I've just never understood why people hang in there, but especially blokes :o :?

Author:  belchingmatt [ Mon Mar 01, 2010 10:12 am ]
Post subject:  Re: A man dies every three weeks because of domestic violence

Why especially blokes? :?

I would have thought that this sort of opinion is not going to help the situation.

Author:  pcernie [ Mon Mar 01, 2010 10:15 am ]
Post subject:  Re: A man dies every three weeks because of domestic violence

belchingmatt wrote:
Why especially blokes? :?

I would have thought that this sort of opinion is not going to help the situation.


Just because we usually don't get that emotional about things that we would hang on to something that was clearly bad for all concerned.

Author:  Amnesia10 [ Mon Mar 01, 2010 12:32 pm ]
Post subject:  Re: A man dies every three weeks because of domestic violence

A lot of the women were abused in the past, and prefer to get the first blow in new relationships. They clearly need help. Though more male refuges will clearly help.
______
## [SHORT PROBLEM]
Write the next post in the forum thread about men dying from domestic violence, following on from its final reply.

## [INFORMATION SHOWN]
______
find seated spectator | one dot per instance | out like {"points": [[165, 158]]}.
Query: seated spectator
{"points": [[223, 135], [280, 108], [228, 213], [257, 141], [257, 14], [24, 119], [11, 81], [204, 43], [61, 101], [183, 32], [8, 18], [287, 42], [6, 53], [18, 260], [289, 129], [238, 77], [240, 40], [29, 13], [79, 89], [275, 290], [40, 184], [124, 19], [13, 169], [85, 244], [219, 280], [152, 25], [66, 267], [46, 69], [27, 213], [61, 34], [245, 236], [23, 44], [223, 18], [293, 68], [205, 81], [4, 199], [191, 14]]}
______
## [OUTPUT OF THE TASK]
Author:  big_D [ Mon Mar 01, 2010 1:23 pm ]
Post subject:  Re: A man dies every three weeks because of domestic violence

pcernie wrote:
belchingmatt wrote:
Why especially blokes? :?

I would have thought that this sort of opinion is not going to help the situation.


Just because we usually don't get that emotional about things that we would hang on to something that was clearly bad for all concerned.

Been there, done that... Had to rebuild my life afterward. Now I am in a good, happy relationship.

It is the emotional blackmail which keeps one in a relationship, even if you know it is bad for you. My bad relationship was psychological abuse, it lead to a breakdown, which took a long time to recover from.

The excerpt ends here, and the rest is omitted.